## Task
Go through the entries below and print each one exactly, leaving out pictures.

Records from a point labeling set
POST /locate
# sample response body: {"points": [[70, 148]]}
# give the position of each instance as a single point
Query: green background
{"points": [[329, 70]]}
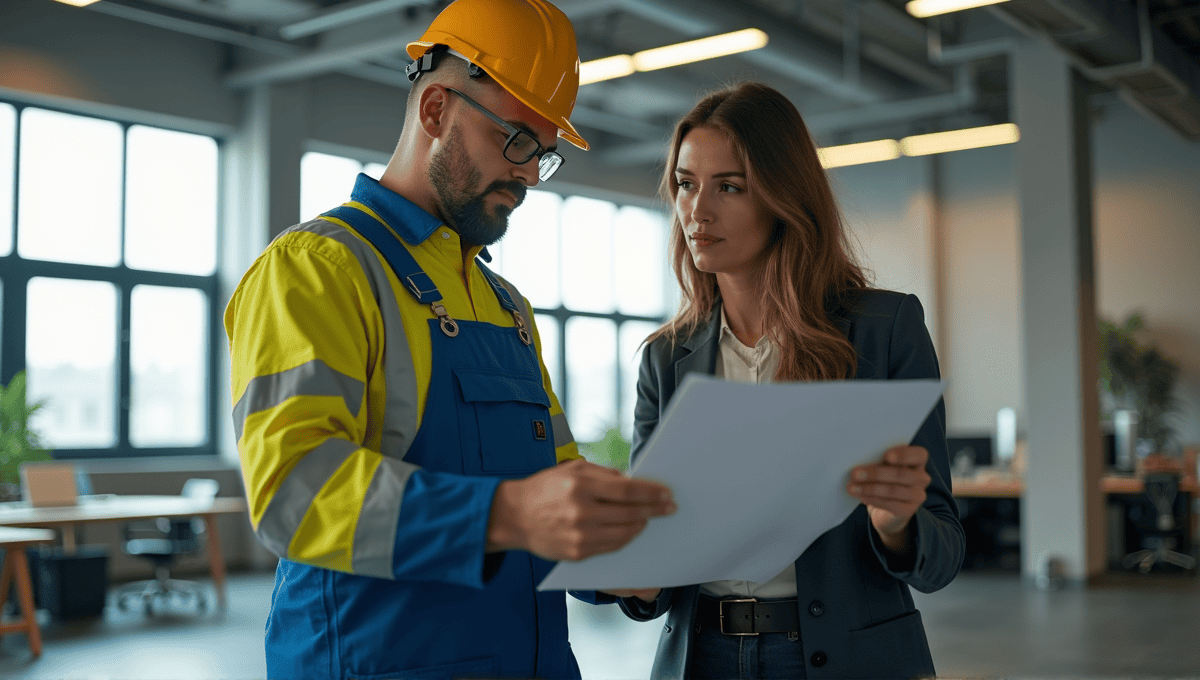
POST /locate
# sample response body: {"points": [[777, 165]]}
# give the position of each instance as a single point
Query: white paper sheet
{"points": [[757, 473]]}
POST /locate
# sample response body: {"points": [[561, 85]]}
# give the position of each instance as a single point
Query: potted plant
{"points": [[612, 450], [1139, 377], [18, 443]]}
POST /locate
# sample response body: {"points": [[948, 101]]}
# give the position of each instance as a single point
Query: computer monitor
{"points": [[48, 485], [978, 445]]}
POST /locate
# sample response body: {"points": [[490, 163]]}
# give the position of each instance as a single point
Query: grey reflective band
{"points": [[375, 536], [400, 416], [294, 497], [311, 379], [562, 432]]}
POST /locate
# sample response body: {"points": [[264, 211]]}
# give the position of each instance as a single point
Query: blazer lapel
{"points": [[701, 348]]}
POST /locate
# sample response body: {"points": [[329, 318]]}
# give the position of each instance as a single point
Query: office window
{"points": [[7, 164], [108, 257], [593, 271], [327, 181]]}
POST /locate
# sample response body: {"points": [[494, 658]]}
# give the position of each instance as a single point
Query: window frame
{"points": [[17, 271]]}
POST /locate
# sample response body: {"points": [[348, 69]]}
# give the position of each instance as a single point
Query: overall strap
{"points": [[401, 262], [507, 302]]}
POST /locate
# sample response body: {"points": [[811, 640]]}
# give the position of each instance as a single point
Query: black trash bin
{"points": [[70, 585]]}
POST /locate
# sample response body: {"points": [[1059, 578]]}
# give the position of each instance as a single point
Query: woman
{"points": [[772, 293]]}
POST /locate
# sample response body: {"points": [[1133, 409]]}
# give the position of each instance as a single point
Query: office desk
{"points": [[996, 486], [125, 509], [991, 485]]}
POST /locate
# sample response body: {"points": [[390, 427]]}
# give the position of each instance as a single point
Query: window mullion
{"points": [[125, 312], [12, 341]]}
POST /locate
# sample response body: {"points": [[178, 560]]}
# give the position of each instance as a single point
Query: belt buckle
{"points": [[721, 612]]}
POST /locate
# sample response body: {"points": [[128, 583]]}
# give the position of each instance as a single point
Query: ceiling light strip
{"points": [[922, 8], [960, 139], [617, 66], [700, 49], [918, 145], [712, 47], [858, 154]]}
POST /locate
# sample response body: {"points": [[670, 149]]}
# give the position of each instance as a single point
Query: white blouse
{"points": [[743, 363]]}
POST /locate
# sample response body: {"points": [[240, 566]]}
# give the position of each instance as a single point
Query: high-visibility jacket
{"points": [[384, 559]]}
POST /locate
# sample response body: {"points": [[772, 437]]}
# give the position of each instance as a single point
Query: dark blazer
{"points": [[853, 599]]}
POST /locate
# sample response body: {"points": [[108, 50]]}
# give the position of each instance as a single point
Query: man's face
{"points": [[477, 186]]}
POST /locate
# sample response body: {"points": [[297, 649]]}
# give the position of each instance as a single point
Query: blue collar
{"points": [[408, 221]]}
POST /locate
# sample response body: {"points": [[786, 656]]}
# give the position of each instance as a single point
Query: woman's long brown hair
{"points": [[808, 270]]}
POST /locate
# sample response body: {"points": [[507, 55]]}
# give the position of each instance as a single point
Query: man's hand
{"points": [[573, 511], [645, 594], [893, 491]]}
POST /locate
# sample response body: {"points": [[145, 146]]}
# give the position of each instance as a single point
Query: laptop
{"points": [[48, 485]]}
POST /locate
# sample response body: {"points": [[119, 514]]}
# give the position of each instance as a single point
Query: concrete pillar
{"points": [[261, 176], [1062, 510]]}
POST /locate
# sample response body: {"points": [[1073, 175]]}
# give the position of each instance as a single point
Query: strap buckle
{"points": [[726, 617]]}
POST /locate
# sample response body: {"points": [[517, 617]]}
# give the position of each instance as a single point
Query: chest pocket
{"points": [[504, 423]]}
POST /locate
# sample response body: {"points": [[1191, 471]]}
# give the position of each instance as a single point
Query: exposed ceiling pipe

## Solution to the exercise
POST /locate
# sample response body: {"points": [[70, 148]]}
# give the position of each instance as a single point
Query: green background
{"points": [[329, 70]]}
POST /locate
# sample response body: {"points": [[777, 165]]}
# give the position of each instance as a single point
Query: white paper sheet
{"points": [[757, 473]]}
POST /locate
# sample response body: {"points": [[561, 85]]}
# give the position of each instance as a single point
Query: potted plant
{"points": [[612, 450], [1139, 377], [18, 443]]}
POST /locate
# sample response body: {"points": [[948, 101]]}
# give the position of each instance as a single point
Query: computer monitor
{"points": [[48, 485], [978, 445]]}
POST /locate
# sample response body: {"points": [[490, 163]]}
# give the position of each instance as a single point
Query: grey reflective band
{"points": [[375, 536], [400, 416], [294, 497], [311, 379], [562, 432]]}
POST /locate
# sample response body: {"points": [[264, 211]]}
# give the position of each instance as a single point
Query: blazer lapel
{"points": [[701, 348]]}
POST /locate
# sample response body: {"points": [[329, 318]]}
# give the position of each instance as a single point
Query: office window
{"points": [[7, 164], [108, 257], [593, 271], [327, 181]]}
POST /locate
# sample response body: {"points": [[494, 658]]}
# give the position of each instance as a single point
Query: window frame
{"points": [[17, 271]]}
POST /locate
# sample response body: {"points": [[348, 69]]}
# give the position of each instance as a single point
Query: overall strap
{"points": [[401, 262], [507, 302]]}
POST /locate
# sample response body: {"points": [[811, 640]]}
# give the position of each instance as a single point
Query: black trash bin
{"points": [[70, 585]]}
POST /locate
# sample response body: {"points": [[1059, 578]]}
# give the position of each instance as a single point
Query: woman
{"points": [[772, 293]]}
POST /locate
# sample response body: {"points": [[1133, 409]]}
# give the position of each instance as a single point
Query: office desk
{"points": [[996, 486], [125, 509], [991, 485]]}
POST /locate
# sample response body: {"points": [[390, 427]]}
# give the position of each instance as a single point
Query: window mullion
{"points": [[125, 312], [12, 341]]}
POST /locate
# sample response body: {"points": [[178, 560]]}
# give the position of each instance as a single point
Query: belt buckle
{"points": [[721, 612]]}
POST /locate
# sample response body: {"points": [[128, 583]]}
# give the position of each instance as a single point
Query: ceiling light strip
{"points": [[922, 8], [960, 139], [617, 66], [700, 49], [918, 145], [712, 47], [858, 154]]}
POST /locate
# sample response body: {"points": [[670, 149]]}
# give the position of each instance as a single point
Query: white blouse
{"points": [[743, 363]]}
POST /locate
# sample response body: {"points": [[240, 566]]}
# give the position of each instance as a single point
Query: high-visibility jacket
{"points": [[384, 559]]}
POST /locate
# sample response body: {"points": [[772, 437]]}
# give the position of each instance as a single point
Query: dark blazer
{"points": [[853, 599]]}
POST /locate
# sample response body: {"points": [[108, 50]]}
# give the position of each instance as a single point
Query: man's face
{"points": [[477, 186]]}
POST /locate
# sample response body: {"points": [[297, 649]]}
# give the position of each instance as a single point
Query: blue collar
{"points": [[408, 221]]}
POST /locate
# sample response body: {"points": [[786, 656]]}
# give the position of each instance as a single point
Query: woman's long brown hair
{"points": [[808, 270]]}
POST /locate
# sample response body: {"points": [[507, 55]]}
# give the position of each instance as a single point
Query: man's hand
{"points": [[573, 511], [645, 594], [893, 491]]}
POST /locate
# sample response body: {"points": [[145, 146]]}
# give the position of each instance as a single point
Query: laptop
{"points": [[48, 485]]}
POST /locate
# sample response body: {"points": [[119, 514]]}
# give the position of each instance as a single point
Query: concrete pillar
{"points": [[261, 176], [1062, 510]]}
POST /locate
# sample response body: {"points": [[1073, 175]]}
# give the position of each instance as a single point
Query: strap buckle
{"points": [[726, 617]]}
POST /locate
# sample response body: {"points": [[517, 617]]}
# give the position of each instance as a single point
Query: chest pocket
{"points": [[504, 423]]}
POST /locate
# sample response body: {"points": [[1191, 471]]}
# give the position of each instance as a single point
Query: exposed ceiling pipe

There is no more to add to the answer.